Yapılacak Görevler —
A - Okuma metnine göre yazarın umut ettiği tek şey nedir?
B - Okuma metninde varlığına "iyiki" denen doğa unsurları hangileridir? Hepsini sıralayın.
C - Okuma metninden bir bölümü harfi harfine yazın: "bazen iyiki diyorum." sözlerinin geçtiği yerden başlayın, "keşkelerimden fazla olması..." sözlerinden sonra durun.

19 Temmuz 2009 Pazar

Life Like This

bazen iyiki diyorum. iyiki ben varım. iyiki doğmuşum da etrafımdaki tüm güzellikleri doyasıya seyredebilme şansım olmuş. iyiki dünyalıyım. ve iyiki doğa var. dağlar, denizler, bulutlar, yıldızlar, yağmurlar iyiki var. ve belki de iyiki doğmuş diyebilmemin tek sebebi de bu.
ama bazen de keşke diyorum. keşke olmasaydım. keşke olmasaydım da bu kadar ağlamasaydım. insanların ne kadar kötü olduklarını öğrenmeseydim. keşke görmeseydim orman yangınlarını, denizdeki pislikleri, fabrika dumanlarını, çocukların ölümünü, insanların birbirini katletmesini, kızına tecavüz eden babayı..olmasaydım da tüm bunları görmeseydim. ve yitirmeseydim tüm hevesimi.
ve işte tam bu sırada işte diyorum. hayat bu. hayat iyikilerle ve keşkelerle dolu..umut ettiğim tek şey ise iyikilerimin keşkelerimden fazla olması...

hayatımdaki iyikilere teşekkürler..iyiki varsınız..

hayatımdaki keşkelere de teşekkürler..iyiki gittiniz...

18 Temmuz 2009 Cumartesi

mal insanlar topluluğu

şu hayatta bir tane normal insana rastlayamayacakmıyım ben ?

Veri Kayıtları —
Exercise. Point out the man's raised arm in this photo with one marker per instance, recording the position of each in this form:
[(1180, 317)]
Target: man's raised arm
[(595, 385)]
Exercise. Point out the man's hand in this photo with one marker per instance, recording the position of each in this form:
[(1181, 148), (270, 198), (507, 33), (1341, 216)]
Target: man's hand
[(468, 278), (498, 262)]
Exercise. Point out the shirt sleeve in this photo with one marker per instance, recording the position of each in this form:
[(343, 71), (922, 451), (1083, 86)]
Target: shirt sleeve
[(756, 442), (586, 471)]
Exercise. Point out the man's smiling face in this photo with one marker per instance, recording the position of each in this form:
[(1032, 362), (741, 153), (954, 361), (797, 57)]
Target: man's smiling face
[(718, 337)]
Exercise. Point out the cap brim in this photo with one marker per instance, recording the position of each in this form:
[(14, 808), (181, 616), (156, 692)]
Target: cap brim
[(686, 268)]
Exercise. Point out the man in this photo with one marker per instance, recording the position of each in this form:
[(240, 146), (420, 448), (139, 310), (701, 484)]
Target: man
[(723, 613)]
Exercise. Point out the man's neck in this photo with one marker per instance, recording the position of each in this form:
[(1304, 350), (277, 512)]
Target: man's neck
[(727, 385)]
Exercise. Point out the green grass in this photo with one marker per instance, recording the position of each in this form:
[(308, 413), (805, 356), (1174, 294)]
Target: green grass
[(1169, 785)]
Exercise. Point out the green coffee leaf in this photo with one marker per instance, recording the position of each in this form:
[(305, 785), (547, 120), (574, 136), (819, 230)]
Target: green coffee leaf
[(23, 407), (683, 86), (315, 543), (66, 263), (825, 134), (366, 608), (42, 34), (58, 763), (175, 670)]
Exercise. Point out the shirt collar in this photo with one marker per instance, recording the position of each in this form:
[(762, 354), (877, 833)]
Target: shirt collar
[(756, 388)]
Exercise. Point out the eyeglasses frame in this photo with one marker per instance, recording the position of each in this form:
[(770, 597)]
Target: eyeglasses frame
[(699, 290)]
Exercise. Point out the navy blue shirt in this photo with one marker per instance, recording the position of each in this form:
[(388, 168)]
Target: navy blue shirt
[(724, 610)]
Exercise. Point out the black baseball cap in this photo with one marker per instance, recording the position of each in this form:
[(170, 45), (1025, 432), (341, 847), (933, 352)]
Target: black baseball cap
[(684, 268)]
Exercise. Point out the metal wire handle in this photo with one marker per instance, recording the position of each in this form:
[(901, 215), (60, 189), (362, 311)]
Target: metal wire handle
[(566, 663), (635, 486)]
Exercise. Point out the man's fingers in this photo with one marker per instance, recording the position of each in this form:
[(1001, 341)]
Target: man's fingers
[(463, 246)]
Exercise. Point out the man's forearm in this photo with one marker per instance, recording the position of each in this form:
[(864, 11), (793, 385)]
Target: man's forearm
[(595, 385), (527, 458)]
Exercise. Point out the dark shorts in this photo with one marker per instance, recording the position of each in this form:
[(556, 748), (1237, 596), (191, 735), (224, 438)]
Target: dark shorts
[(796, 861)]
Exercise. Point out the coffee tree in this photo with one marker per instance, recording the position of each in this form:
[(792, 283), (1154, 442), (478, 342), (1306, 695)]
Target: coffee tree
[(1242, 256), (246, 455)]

Cevap Anahtarı —
A - İyikilerinin keşkelerinden fazla olması.

B - Dağlar, denizler, bulutlar, yıldızlar, yağmurlar

C -
bazen iyiki diyorum. iyiki ben varım. iyiki doğmuşum da etrafımdaki tüm güzellikleri doyasıya seyredebilme şansım olmuş. iyiki dünyalıyım. ve iyiki doğa var. dağlar, denizler, bulutlar, yıldızlar, yağmurlar iyiki var. ve belki de iyiki doğmuş diyebilmemin tek sebebi de bu.
ama bazen de keşke diyorum. keşke olmasaydım. keşke olmasaydım da bu kadar ağlamasaydım. insanların ne kadar kötü olduklarını öğrenmeseydim. keşke görmeseydim orman yangınlarını, denizdeki pislikleri, fabrika dumanlarını, çocukların ölümünü, insanların birbirini katletmesini, kızına tecavüz eden babayı..olmasaydım da tüm bunları görmeseydim. ve yitirmeseydim tüm hevesimi.
ve işte tam bu sırada işte diyorum. hayat bu. hayat iyikilerle ve keşkelerle dolu..umut ettiğim tek şey ise iyikilerimin keşkelerimden fazla olması...